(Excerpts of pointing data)
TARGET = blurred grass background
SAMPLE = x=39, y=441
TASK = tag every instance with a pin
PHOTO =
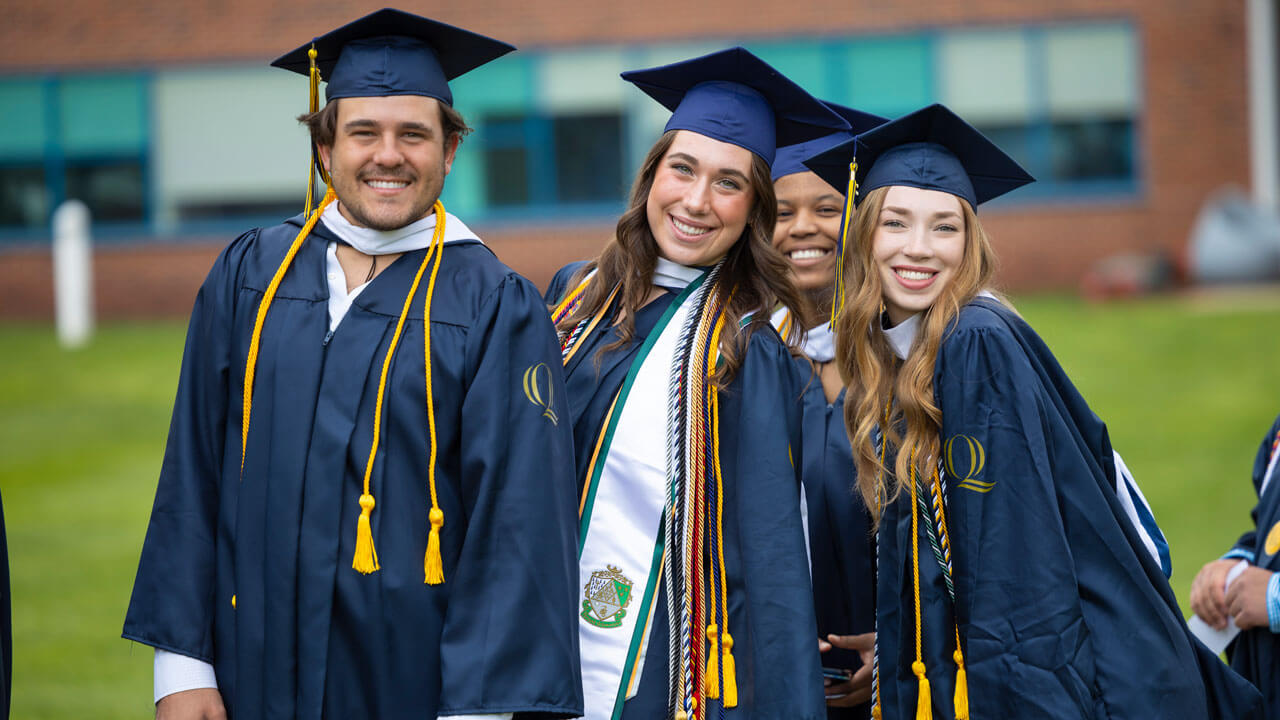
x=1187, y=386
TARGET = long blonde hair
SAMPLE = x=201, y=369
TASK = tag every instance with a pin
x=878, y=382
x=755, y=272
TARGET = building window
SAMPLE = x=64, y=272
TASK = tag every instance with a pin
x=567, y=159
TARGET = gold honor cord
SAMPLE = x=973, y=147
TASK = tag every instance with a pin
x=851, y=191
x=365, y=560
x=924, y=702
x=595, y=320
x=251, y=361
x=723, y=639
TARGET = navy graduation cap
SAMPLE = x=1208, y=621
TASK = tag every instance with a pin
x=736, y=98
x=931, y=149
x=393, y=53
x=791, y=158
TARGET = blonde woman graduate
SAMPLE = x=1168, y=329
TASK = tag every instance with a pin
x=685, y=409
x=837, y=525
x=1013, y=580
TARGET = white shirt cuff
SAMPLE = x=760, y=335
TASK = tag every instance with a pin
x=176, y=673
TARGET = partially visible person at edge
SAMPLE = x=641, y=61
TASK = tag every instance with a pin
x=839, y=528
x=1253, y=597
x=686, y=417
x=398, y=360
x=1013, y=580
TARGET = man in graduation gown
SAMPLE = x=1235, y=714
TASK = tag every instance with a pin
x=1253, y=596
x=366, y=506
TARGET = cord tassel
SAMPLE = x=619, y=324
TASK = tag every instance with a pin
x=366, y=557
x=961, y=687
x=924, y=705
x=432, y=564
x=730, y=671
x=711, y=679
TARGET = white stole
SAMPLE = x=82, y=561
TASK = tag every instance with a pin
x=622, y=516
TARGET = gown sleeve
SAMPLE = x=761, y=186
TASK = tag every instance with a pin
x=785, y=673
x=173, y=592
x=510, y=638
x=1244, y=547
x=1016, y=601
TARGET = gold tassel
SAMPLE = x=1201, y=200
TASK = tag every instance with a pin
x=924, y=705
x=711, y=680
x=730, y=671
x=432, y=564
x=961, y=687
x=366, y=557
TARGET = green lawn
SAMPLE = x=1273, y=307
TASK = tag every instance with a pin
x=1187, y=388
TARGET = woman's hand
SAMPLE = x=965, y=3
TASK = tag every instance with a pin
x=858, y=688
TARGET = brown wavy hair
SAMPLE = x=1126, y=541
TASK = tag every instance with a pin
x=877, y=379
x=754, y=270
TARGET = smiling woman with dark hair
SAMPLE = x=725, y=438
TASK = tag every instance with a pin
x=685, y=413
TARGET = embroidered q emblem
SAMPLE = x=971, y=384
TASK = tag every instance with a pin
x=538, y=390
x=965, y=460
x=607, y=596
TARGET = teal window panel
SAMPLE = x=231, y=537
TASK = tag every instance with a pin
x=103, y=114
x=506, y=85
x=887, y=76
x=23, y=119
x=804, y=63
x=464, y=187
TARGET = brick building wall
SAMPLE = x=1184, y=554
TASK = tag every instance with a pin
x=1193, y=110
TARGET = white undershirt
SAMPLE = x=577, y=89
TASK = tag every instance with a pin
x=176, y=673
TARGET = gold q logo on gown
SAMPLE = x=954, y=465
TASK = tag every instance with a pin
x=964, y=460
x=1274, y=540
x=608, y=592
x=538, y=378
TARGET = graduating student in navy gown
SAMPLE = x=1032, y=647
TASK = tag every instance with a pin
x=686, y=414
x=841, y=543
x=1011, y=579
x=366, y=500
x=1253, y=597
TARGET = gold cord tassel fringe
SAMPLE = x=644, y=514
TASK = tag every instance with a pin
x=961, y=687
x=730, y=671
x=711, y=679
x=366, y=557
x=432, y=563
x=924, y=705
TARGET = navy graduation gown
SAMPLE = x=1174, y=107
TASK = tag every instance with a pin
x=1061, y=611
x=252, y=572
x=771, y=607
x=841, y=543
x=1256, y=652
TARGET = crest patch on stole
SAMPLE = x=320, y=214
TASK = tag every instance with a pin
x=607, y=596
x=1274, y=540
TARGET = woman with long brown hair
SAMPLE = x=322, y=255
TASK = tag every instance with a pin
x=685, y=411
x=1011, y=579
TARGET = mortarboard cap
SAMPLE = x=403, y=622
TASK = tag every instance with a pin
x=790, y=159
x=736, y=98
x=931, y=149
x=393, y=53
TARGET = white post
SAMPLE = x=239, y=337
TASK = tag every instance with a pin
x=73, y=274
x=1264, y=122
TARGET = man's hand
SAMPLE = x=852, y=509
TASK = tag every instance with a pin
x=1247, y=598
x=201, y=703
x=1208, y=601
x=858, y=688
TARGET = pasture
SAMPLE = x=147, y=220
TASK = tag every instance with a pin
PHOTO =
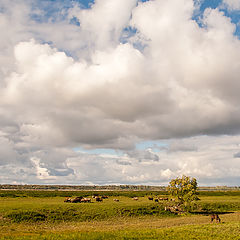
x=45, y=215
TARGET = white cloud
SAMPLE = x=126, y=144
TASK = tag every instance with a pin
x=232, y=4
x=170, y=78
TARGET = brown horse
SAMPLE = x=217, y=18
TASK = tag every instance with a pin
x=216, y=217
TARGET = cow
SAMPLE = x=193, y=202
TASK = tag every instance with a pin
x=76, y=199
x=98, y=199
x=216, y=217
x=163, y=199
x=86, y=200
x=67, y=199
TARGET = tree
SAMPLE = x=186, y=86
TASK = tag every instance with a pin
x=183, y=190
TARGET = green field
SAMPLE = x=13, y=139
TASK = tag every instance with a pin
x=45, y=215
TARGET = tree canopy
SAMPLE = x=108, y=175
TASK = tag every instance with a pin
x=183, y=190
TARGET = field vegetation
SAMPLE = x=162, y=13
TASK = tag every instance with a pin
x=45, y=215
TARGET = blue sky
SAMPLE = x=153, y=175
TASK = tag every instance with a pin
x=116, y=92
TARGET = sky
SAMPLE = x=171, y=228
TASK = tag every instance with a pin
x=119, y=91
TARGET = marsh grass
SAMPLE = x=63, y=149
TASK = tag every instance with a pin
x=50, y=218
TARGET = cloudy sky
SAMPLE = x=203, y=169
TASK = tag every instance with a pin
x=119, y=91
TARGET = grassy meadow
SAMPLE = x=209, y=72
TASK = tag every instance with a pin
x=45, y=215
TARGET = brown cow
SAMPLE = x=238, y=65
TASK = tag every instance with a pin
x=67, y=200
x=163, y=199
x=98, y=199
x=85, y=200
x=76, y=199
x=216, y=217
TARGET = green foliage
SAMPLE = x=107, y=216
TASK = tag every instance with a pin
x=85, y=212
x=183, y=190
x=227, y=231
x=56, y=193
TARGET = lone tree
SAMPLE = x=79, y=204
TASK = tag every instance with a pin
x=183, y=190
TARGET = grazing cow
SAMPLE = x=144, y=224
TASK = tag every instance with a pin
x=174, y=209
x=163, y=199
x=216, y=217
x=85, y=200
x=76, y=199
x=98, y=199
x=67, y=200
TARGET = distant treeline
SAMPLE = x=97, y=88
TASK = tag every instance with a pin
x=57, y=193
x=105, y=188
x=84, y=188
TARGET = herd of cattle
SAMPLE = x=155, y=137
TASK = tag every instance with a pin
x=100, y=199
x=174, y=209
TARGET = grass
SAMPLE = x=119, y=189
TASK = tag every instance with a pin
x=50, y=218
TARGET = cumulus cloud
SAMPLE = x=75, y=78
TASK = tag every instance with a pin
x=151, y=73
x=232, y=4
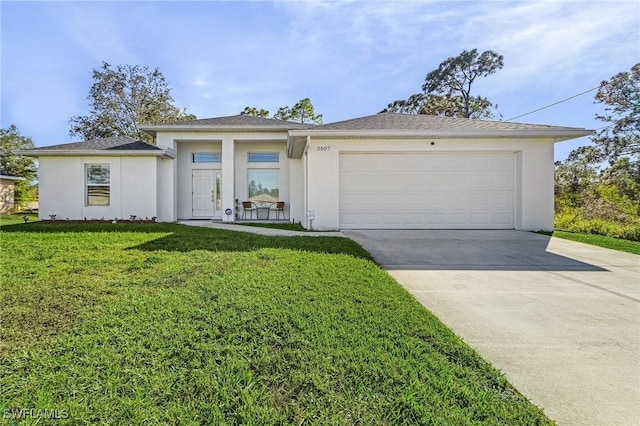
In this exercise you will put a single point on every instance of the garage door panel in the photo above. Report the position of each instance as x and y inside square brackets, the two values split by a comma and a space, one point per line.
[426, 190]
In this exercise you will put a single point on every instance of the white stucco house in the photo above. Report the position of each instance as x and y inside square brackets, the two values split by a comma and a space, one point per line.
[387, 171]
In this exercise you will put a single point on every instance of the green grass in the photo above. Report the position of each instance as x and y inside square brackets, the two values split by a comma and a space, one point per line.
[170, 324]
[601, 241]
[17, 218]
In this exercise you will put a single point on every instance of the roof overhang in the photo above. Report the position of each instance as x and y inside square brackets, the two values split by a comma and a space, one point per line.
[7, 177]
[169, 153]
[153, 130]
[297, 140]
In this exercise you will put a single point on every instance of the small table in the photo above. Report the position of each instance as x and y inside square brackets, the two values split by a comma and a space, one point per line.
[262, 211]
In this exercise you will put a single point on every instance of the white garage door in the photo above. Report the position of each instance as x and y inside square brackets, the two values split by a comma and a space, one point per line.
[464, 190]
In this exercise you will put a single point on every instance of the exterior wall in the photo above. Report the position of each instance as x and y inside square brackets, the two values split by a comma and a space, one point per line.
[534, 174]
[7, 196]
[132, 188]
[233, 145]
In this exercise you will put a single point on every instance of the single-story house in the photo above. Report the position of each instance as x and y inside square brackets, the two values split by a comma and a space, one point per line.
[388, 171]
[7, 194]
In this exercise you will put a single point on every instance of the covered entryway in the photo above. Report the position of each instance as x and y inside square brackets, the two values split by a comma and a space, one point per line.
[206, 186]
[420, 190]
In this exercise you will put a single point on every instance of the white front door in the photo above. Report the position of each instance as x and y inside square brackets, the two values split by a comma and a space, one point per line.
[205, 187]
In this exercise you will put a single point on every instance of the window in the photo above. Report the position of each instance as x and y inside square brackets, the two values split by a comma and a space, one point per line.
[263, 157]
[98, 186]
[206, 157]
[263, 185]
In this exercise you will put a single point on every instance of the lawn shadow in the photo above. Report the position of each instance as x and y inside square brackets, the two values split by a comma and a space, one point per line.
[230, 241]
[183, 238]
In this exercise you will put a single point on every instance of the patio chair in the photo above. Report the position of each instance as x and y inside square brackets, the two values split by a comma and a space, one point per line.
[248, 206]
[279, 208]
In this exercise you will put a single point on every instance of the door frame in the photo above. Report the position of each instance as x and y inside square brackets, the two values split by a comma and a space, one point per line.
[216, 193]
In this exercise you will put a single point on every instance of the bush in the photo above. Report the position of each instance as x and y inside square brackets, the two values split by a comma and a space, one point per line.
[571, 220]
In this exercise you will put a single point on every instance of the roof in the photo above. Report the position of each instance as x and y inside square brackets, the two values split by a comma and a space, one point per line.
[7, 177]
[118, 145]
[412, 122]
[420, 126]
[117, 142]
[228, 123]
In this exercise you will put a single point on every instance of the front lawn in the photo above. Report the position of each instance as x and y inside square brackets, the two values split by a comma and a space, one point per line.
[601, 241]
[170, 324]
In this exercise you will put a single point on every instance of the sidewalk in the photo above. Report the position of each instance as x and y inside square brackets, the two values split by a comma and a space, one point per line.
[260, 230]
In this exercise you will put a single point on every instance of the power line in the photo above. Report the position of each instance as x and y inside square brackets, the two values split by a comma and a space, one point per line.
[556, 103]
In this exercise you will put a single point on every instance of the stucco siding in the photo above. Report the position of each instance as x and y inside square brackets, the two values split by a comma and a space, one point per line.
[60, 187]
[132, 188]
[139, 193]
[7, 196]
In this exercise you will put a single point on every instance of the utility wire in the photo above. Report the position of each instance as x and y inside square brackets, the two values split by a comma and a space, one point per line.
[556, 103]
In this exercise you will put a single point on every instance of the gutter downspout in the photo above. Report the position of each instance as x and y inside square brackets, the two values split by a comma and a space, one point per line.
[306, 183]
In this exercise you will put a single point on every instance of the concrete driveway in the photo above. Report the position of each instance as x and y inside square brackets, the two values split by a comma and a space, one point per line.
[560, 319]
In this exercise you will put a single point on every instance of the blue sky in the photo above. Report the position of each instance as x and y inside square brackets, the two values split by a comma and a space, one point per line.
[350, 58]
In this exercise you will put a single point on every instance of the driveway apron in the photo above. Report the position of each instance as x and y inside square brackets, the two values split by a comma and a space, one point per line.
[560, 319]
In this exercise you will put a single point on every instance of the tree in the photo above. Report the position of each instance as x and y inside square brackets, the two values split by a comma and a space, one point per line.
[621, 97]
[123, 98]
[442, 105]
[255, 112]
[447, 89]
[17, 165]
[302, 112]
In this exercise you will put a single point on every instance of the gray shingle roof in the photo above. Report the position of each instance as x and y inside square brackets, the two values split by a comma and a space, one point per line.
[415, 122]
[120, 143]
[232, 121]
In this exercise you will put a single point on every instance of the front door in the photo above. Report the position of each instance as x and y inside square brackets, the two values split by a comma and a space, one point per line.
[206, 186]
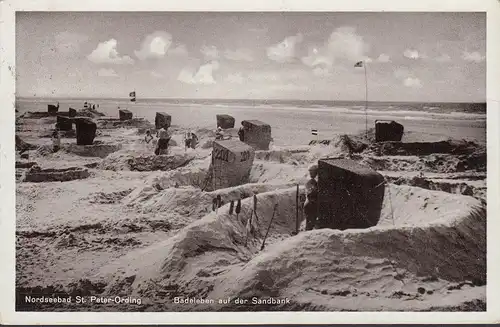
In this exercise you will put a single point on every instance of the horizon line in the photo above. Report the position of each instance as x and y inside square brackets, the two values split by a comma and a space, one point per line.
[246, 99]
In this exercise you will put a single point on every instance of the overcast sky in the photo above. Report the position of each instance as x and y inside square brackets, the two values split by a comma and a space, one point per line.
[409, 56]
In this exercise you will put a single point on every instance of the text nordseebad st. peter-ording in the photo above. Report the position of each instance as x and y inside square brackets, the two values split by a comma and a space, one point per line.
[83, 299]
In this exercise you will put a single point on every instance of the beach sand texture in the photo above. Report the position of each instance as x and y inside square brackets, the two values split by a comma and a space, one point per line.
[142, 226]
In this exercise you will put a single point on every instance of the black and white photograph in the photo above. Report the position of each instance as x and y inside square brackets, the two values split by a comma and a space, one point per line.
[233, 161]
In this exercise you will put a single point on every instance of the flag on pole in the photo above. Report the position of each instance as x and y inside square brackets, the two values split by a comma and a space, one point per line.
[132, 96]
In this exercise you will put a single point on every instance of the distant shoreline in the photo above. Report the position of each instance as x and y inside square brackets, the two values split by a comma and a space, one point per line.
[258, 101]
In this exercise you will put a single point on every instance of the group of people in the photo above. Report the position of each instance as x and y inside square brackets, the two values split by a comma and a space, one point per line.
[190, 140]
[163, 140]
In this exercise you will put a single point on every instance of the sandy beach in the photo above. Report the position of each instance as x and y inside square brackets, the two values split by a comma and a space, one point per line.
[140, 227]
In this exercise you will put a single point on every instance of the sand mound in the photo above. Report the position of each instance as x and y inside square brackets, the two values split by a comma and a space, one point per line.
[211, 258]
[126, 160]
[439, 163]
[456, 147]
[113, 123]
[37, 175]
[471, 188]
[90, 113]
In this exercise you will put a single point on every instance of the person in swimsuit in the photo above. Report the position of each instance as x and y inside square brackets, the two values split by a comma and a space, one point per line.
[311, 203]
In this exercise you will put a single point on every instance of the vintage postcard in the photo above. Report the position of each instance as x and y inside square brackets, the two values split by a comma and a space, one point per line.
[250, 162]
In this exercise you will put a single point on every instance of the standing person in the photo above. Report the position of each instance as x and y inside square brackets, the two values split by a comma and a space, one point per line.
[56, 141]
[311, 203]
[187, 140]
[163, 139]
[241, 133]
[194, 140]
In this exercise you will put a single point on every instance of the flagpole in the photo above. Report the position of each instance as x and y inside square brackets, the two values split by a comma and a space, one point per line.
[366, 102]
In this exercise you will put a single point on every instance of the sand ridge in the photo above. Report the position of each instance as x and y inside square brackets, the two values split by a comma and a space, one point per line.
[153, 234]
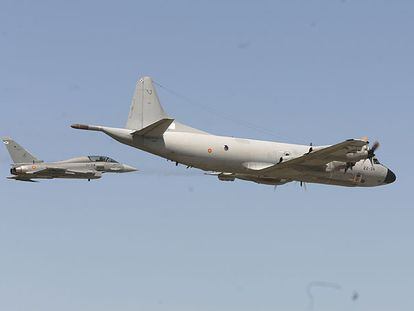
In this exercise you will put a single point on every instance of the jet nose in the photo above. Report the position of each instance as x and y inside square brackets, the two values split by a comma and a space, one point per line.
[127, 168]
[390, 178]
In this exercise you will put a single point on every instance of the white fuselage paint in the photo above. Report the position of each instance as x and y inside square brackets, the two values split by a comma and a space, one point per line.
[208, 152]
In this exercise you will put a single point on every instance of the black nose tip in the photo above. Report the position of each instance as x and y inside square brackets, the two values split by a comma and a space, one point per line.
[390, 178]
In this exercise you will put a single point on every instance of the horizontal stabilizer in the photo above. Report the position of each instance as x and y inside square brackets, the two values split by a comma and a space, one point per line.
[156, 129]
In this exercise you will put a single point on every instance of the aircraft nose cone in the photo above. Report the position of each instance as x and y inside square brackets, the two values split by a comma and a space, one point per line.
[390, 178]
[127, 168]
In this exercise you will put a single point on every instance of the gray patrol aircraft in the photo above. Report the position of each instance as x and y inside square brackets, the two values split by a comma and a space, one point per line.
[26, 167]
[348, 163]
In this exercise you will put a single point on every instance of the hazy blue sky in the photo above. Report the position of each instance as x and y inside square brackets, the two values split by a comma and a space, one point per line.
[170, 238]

## Work to be completed
Lines from the one containing "the gray patrol" through the final line are to be given again verbatim, with nothing before or after.

## Result for this exercise
In this exercise you will put a single point on every instance of the gray patrol aircraft in the photo above. Report the position of each instance as x and y inside square brackets, the two values split by a comma and a space, one point per line.
[26, 167]
[348, 163]
In this exercise you will put a single point on every instance of the hazy blue sky in the photo above. Report the position of each instance as x and y inside square brackets, the two values split by a comma and a space, one point per line.
[170, 238]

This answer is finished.